According to the glossary, what is the first step when creating a knowledge map?
[Opening SELECTED PASSAGE section]
Askable [article]: This relationship attribute can be used to prevent a question from being asked/control the type of questions that can be asked selected under ‘Question configuration’ in the Studio.

Authors: At Rainbird, authors are the experts who model their knowledge in the Rainbird Studio.

Automated decision-making platform: A rules-based software platform encoded with subject matter expertise to automate complex decisions or recommendations in the same way that a human does.

Behaviour [article]: In the Rainbird Studio, you can specify whether the behaviour of a condition within a rule is either mandatory or optional. In order for the rule to be work, all mandatory conditions must be met.

Boolean operator [article]: In the Rainbird Authoring Platform, the boolean operators ‘and’ / ‘or’ can be used to link expressions together.

canAdd [article]: This relationship attribute can be used to prevent a user from adding a response/control whether subject or object instances can be added to.

Certainty Factor (CF) [article]: A certainty factor is the level of certainty expressed by authors about facts and rules when modelling their knowledge in the Rainbird Studio. A certainty factor can also be expressed by end-users about certain facts and data when consulting with the Rainbird Agent at run-time. The certainty factor affects the overall certainty of the resulting judgement produced by Rainbird.

Comparative expressions [article]: Comparative expressions are used when creating conditions for rules, using functions that compare 2 variables or constants.

Concept [article]: In the Rainbird Studio, concepts are things that exist in our world. Examples include ‘restaurant’, ‘cuisine’, ‘food’ and ‘location’. The first step when creating a knowledge map is to identify relevant concepts.
[Closing SELECTED PASSAGE section]
[Opening SUPPLIED INFORMATION section]
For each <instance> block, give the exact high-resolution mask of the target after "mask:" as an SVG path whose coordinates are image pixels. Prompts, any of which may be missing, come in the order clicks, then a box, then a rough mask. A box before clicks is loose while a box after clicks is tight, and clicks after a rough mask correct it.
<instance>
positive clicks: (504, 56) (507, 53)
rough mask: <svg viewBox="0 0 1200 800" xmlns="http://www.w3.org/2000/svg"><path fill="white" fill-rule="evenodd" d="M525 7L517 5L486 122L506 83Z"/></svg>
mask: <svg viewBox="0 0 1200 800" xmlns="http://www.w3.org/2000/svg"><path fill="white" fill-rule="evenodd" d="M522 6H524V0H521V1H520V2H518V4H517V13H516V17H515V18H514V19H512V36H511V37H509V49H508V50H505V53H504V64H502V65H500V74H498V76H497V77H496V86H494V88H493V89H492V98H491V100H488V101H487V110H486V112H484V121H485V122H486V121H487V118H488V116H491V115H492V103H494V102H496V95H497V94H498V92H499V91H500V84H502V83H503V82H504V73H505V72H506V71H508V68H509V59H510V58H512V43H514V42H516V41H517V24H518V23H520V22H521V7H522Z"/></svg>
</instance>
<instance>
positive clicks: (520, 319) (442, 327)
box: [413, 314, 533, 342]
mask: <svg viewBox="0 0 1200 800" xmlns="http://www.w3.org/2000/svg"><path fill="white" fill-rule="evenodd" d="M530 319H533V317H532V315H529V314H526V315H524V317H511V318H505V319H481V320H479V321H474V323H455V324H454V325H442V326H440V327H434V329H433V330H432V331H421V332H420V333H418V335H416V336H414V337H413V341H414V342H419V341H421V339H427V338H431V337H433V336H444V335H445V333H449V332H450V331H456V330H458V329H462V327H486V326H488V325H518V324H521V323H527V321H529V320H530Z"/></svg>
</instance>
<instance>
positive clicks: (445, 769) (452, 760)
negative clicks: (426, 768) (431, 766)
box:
[Closing SUPPLIED INFORMATION section]
• **ANSWER AREA**:
The first step is to identify relevant concepts.